### Task to complete
Present each line of the data below as a Markdown table with the columns "Row" and "Line," numbering the rows and skipping blank lines. Leave the pictures out of the table.

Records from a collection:
▼

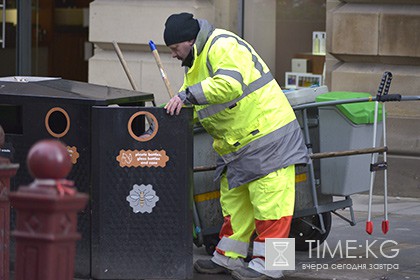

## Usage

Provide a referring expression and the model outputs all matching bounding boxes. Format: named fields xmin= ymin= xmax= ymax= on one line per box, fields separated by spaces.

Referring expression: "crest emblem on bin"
xmin=127 ymin=184 xmax=159 ymax=214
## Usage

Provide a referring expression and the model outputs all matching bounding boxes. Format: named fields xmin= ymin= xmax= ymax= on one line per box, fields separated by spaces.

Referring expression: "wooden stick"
xmin=112 ymin=41 xmax=137 ymax=91
xmin=149 ymin=41 xmax=174 ymax=98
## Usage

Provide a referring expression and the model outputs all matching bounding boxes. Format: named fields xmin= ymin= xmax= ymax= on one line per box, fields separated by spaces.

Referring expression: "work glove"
xmin=163 ymin=91 xmax=187 ymax=116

▲

### Answer to this task
| Row | Line |
|---|---|
| 1 | ## Usage |
| 2 | Provide a referring expression and the model outputs all matching bounding boxes. Format: named fields xmin= ymin= xmax= ymax= on one line per box, fields separated by spaces. |
| 3 | Referring expression: "crest emblem on bin" |
| 4 | xmin=127 ymin=184 xmax=159 ymax=214 |
| 5 | ## Usage |
| 6 | Provide a referring expression and the model outputs all matching bounding boxes. Format: named fields xmin= ymin= xmax= ymax= on one line per box, fields separated by spaces. |
| 7 | Referring expression: "wooden stick" |
| 8 | xmin=112 ymin=41 xmax=137 ymax=91 |
| 9 | xmin=149 ymin=41 xmax=174 ymax=98 |
| 10 | ## Usage |
| 11 | Provide a referring expression and the model outputs all matching bounding boxes. Format: named fields xmin= ymin= xmax= ymax= on one line per box, fields separated by spaces. |
| 12 | Referring expression: "work glove" |
| 13 | xmin=163 ymin=91 xmax=187 ymax=116 |